* _Brief_
Copy the material below word for word, line by line, and leave out any pictures.

=====

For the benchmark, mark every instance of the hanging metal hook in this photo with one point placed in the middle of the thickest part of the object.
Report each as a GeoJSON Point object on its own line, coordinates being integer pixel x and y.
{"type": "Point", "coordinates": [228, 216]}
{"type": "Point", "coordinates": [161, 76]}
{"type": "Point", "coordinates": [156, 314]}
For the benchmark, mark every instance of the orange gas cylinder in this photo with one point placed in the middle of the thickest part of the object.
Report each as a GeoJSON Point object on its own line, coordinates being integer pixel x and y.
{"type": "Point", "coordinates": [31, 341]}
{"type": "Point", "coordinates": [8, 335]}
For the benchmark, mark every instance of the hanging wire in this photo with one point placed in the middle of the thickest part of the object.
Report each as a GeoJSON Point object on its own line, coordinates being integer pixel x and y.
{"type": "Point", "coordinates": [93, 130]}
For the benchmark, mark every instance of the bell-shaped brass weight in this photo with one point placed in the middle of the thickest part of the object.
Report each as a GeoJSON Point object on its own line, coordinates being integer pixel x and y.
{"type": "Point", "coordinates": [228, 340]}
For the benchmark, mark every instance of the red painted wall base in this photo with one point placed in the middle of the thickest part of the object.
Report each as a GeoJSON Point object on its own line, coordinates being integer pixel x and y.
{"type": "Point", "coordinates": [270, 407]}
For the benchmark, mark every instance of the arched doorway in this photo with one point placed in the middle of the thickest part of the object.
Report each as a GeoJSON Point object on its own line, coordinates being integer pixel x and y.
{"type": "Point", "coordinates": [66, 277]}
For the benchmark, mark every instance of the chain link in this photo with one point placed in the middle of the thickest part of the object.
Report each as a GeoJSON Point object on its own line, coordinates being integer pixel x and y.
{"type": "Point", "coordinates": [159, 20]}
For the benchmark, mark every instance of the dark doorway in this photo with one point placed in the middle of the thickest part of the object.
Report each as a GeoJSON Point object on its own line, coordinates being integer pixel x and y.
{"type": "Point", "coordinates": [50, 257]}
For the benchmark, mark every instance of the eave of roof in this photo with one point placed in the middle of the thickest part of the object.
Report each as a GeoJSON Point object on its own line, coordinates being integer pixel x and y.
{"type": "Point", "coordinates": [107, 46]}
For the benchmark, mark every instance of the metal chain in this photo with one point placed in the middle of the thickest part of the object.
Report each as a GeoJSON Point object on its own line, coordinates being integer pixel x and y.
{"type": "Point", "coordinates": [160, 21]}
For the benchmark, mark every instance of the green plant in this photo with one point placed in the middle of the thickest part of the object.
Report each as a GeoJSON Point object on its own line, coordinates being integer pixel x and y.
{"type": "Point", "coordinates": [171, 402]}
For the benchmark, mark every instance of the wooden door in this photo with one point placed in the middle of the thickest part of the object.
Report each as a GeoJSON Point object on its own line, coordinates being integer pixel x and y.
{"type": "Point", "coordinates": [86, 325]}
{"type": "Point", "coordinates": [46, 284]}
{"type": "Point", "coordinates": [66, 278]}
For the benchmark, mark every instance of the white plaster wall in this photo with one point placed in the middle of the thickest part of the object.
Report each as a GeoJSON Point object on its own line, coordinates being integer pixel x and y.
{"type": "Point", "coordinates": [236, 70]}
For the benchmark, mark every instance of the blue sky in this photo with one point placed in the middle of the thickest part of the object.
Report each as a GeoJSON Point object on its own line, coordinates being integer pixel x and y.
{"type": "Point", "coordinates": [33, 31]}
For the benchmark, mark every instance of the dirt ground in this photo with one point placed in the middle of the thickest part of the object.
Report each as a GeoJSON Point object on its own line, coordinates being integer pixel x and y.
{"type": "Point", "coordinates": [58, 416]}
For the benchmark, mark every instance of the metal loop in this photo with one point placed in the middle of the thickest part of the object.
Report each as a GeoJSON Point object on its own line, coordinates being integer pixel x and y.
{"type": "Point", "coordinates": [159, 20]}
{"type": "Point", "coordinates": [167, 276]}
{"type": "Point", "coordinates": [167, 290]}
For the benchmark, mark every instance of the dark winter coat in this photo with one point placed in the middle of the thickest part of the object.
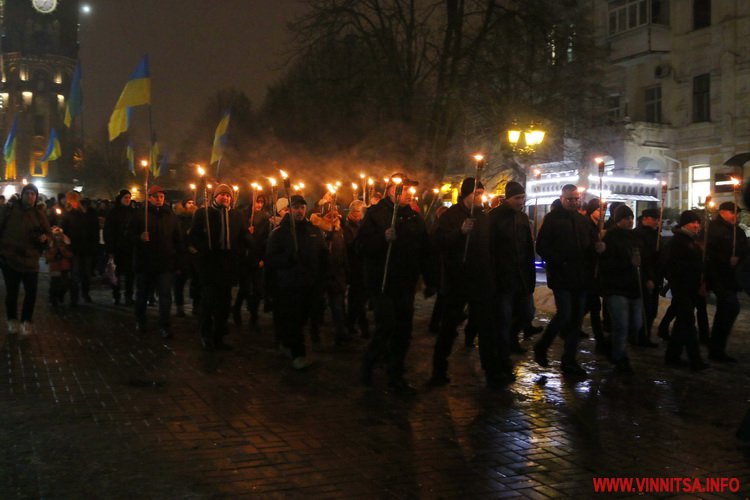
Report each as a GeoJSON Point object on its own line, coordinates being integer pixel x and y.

=====

* _Written reply_
For the benchmark, mark every instance of the hanging metal hook in this photo with one point placed in the middle of the thickest part of the object.
Report each as a GeoJSON Point object on its own line, coordinates being integer pixel x and y.
{"type": "Point", "coordinates": [228, 216]}
{"type": "Point", "coordinates": [161, 76]}
{"type": "Point", "coordinates": [156, 314]}
For the benchmark, mark every instance of the orange gas cylinder in this photo with one point placed in the middle of the thickest part of the object.
Report each as a GeoJSON Point object on its own line, coordinates being integer pixel x and y.
{"type": "Point", "coordinates": [31, 341]}
{"type": "Point", "coordinates": [8, 335]}
For the benchmark, mark every instance of the hanging wire in this photo with one point placed in the middle of the thickest part of the object.
Report each as a GeoJSON Point object on its own line, coordinates being integer pixel x and y.
{"type": "Point", "coordinates": [93, 130]}
For the benchmark, mark every instance of the bell-shaped brass weight in this photo with one point placed in the middle of the thickest part of the object.
Report each as a GeoJSON Point object on its own line, coordinates being integer pixel x and y.
{"type": "Point", "coordinates": [228, 340]}
For the benchmark, mark every instance of the red painted wall base in this photo with one point placed in the middle of the thickest part of the object.
Report each as a GeoJSON Point object on its own line, coordinates being integer pixel x and y.
{"type": "Point", "coordinates": [270, 407]}
For the benchmark, mark every instance of the arched doorway in this photo with one point placed in the middle of the thickest part of the object.
Report each as a GeoJSON Point object on its own line, coordinates being integer pixel x and y.
{"type": "Point", "coordinates": [66, 277]}
For the benchmark, mark every instance of the chain link in this photo with one point placed in the middle of the thickest part of the object.
Report each as a GeoJSON Point object on its own line, coordinates being integer pixel x and y.
{"type": "Point", "coordinates": [159, 20]}
For the benchmark, mark every instance of the dark doorway in this photo with one point placed in the middle of the thickest part of the object.
Report each as a GeoJSON Point object on its own line, coordinates being integer pixel x and y.
{"type": "Point", "coordinates": [50, 257]}
For the benchmark, mark every instance of the eave of roof in this photo with one point placed in the middle of the thickest part of the object.
Report each as a GeoJSON Point object on its own line, coordinates being integer pixel x and y.
{"type": "Point", "coordinates": [107, 46]}
For the benchmark, mark every instance of the metal chain in this photo with one point placed in the middle of the thickest part of the object.
Report each as a GeoJSON Point object on its own line, coordinates being integer pixel x and y.
{"type": "Point", "coordinates": [160, 21]}
For the benchmark, mark every instance of the green plant in this photo with one point placed in the middle of the thickest part of the object.
Report each as a GeoJSON Point object on its own line, coordinates being integer pixel x and y.
{"type": "Point", "coordinates": [171, 402]}
For the benchmark, mark every instance of the wooden door in this photo with one point placed in the middle of the thickest part of the object.
Report each as a GeoJSON Point object on its own line, coordinates being integer pixel x and y.
{"type": "Point", "coordinates": [86, 325]}
{"type": "Point", "coordinates": [46, 284]}
{"type": "Point", "coordinates": [66, 278]}
For the benchmark, mark every instance of the white plaster wall in this photo with one point placed in the middle of the thickest part of the object.
Report each as a GeoJSON Point object on its own line, coordinates being integer pixel x and y.
{"type": "Point", "coordinates": [236, 70]}
For the benchmark, mark every instance of the blue sky in this photo with one point placed in the middle of the thickest part of the object.
Report each as a GeoJSON Point object on its own line, coordinates being integer pixel x and y.
{"type": "Point", "coordinates": [33, 31]}
For the benchmark, mark every instance of the dirt ground in this photo with one point placed in the middle of the thickest part of the object.
Report each as a GeoJSON Point object on its own line, coordinates being integer pixel x and y.
{"type": "Point", "coordinates": [58, 416]}
For the benchmark, mark every instance of the metal loop in this photo with one point placed in the middle of the thickest part of the object.
Report each as a GeoJSON Point object on its own line, coordinates being integer pixel x and y.
{"type": "Point", "coordinates": [159, 20]}
{"type": "Point", "coordinates": [167, 276]}
{"type": "Point", "coordinates": [167, 290]}
For the benchmark, mark every instance of the dark winter coat in this photo with one point placed in the middle of the thickest part of the object.
Report each as a GeoJSON Point object on its own line, coordinates being integer pixel x and y.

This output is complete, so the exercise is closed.